= SUPPLIED RECORDS =
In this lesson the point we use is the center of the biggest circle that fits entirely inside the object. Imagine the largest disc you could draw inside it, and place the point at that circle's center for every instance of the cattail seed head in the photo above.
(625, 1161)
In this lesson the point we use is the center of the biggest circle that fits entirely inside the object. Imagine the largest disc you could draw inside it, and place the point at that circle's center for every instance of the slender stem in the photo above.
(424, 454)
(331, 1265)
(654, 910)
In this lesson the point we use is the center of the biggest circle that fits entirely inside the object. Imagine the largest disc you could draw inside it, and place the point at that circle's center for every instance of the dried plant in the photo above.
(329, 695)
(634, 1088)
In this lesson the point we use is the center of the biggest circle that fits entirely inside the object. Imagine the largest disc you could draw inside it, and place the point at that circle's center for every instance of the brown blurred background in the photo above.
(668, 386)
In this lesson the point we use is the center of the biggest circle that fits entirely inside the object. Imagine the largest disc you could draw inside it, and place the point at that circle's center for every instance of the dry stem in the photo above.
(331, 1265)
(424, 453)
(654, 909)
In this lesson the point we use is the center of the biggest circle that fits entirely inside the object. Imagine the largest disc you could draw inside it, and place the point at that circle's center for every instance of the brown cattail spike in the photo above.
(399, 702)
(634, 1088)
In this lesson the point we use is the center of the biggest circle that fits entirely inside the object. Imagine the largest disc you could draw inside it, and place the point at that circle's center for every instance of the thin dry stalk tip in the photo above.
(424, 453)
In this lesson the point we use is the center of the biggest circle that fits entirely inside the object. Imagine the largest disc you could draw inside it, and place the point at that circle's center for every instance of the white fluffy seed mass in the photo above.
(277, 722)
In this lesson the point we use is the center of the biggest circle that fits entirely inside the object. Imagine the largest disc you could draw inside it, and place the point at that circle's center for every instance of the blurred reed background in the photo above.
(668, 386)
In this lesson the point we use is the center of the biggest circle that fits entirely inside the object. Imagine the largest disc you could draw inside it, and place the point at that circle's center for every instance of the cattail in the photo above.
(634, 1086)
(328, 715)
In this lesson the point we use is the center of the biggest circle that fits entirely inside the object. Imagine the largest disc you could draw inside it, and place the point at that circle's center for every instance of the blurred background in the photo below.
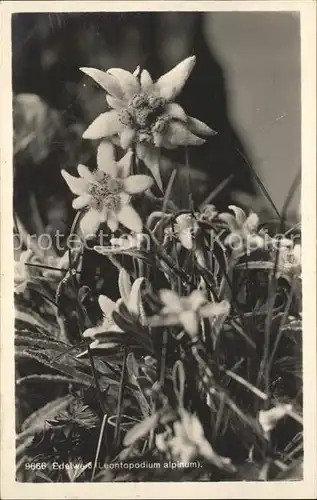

= AIM =
Above are the records. Copy exactly, and only, the lines from the line containing "tip in the photo above." through the last one, omitting any pictures.

= THE SOLUTION =
In this lesson the point we use is the center of the biggest circle that fits entirely inside the object. Imagine the largest disc you could draw inside it, and place the point at that circle's center for every instance of the thin dry stalk tip in the photo above.
(424, 453)
In this lesson the point we use is the center of the biggest circle that fits entirely inside the object. Imagine the largest disc you could draw inside it, and place the point at that circle's center for every instance of the white fluffy seed mass in the photo above.
(277, 722)
In this lesson the point we use is the center of the biggest circle that fits entirely inside the object. Imagine the largest disc you could draw inside it, and place the point at that circle's center for every instance of the blurred reed background in the photo above.
(668, 386)
In this lesson the point we use is the center of the biggest circle that fits entirely inside the object. Imagine the largest disc you could draw inside it, and place the point at that circle's center for every instance of the cattail in the photo above.
(634, 1086)
(328, 715)
In this lesson the point we use is the center of the biggest circle that fits entirely inside the object. Imagine the largest disc you could draw inside it, and place the point at that circle's center for every instance of the blurred background in the photo below.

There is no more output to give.